**EXTRACTED TEXT**.
○ ○ ○ ○ ○ ○ ○
Posted: 24/07/2006 - 10:48
by merman
zzr, I am probably a stranger to you, but I am hoping for the best for you and your girlfriend at this tough time. I suppose I am lucky in that I have never had to go through such grief in my life so far.

The Web gives a definition for "endgueltigkeit" as finality, or the inevitability that something is over.

Posted: 24/07/2006 - 15:25
by Lexx
Yes Endgültigkeit means Finalty (i'm from austria so i know german too) and religion isn't important as long as the people do care for others too. A clean heart & a positiv though is all we need.....then positiv karma happens. :)

I'm new to this community but i know remix64 as a longtime visitor and it took me a while until i have decided to introduce me to them as a member. One of the main-reason was the language problem. I always understood english but it was very hard to form sentences which are understandable to someone who realy knows a proper english. But today i feel much more confident about the language barrier that i will break through one day.

I need a community like remix64 because i'm seriöusly ill. ;) I'm so in love with Chris Huelsbeck's Music & all the old retro-stuff that i extremely miss.....so there is a desire to share my interest's with the others. Therefore i get quotes, answers etc...back....then this makes me feel associated & therefore happy. :) And that's the reason in life....to become a part of the community, to become beloved by someone ur realy love, to get first love by the mother & so on.....as u see LOVE exists in all kind of realationships & so don't wonder that people want to share & helping u.
○ ○ ○ ○ ○ ○ ○
**INFORMATION SHOWN**.
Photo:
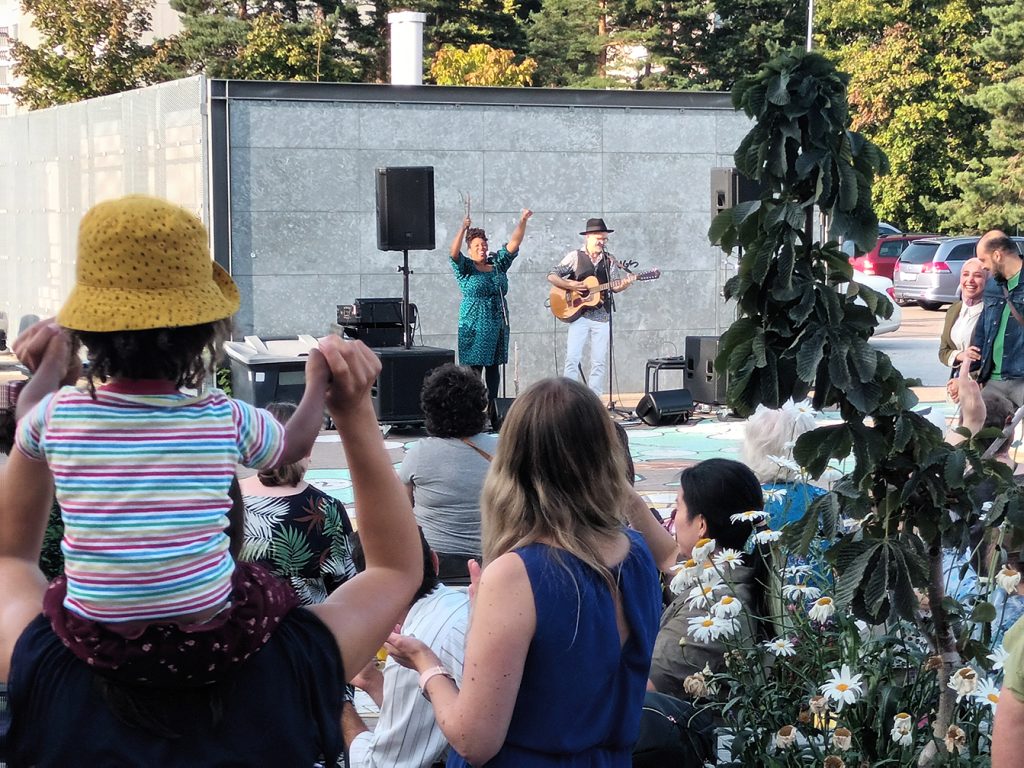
○ ○ ○ ○ ○ ○ ○
**ACTIVITY LIST**.
**A)** Duplicate the passage of the forum thread that begins at the words "I need a community" and stops after the words "share & helping u.".
**B)** Rewrite the paragraph of the forum thread that begins "I'm new to this community" more briefly, keeping its main facts.
**C)** Write the next part of the forum thread, continuing after its last sentence.

**PER-TASK ANSWERS**.
**A)**
I need a community like remix64 because i'm seriöusly ill. ;) I'm so in love with Chris Huelsbeck's Music & all the old retro-stuff that i extremely miss.....so there is a desire to share my interest's with the others. Therefore i get quotes, answers etc...back....then this makes me feel associated & therefore happy. :) And that's the reason in life....to become a part of the community, to become beloved by someone ur realy love, to get first love by the mother & so on.....as u see LOVE exists in all kind of realationships & so don't wonder that people want to share & helping u.

**B)** The writer had visited remix64 for a long time before deciding to join as a member. The main reason for waiting was language: the writer always understood English but found it very hard to write sentences that a fluent speaker could understand. The writer now feels much more confident about breaking through that barrier one day.

**C)**
Apropos to share....I think it is a good idea that ur girl decided to talk with someone with the same experiences. That will clear her mind from negative thoughts & ur love will fill her with fresh energy... courage to face a "new" life. I personal know people in my family who had complicated births. My cousin had Caesarean with her first baby. Then the seond was born without. My grandma has born 6 children in her entire life. She is over 80, very strong will to live, i admire her strength....she suffered a hard life with a bad husband, had to move from hungary to austria which was a hard task due lack of money,...one of the 6 children died after it was born in a few weeks under a uncommon disease but was still able to give my mother a heahlty life. So as u can figure....the next try must not become the same :!: And due all this climatetic problems ....there are so many things who can influcience the female body during the pregnancy. So there is for all couples a risk. Not the parents are responsible if something went wrong.

My grandma enjoys a good rent now what she realy deserves after a very hard life as mother of 6 kids & the miserable marriage. This old lady is happy now. And so it will happen to u & ur girl. ;)

Re: nothing is as hard as life.... sry to bother

Posted: 25/07/2006 - 6:21
by gibs
Zzr wrote: life sucks sometimes. now we try to get over it, wich is hard, specially for her... wish me luck, bringing her smile back to her
regards, a sad zzr
this kind of situation is always more difficult for the woman...tell her that she mustn't feel guilty.... :?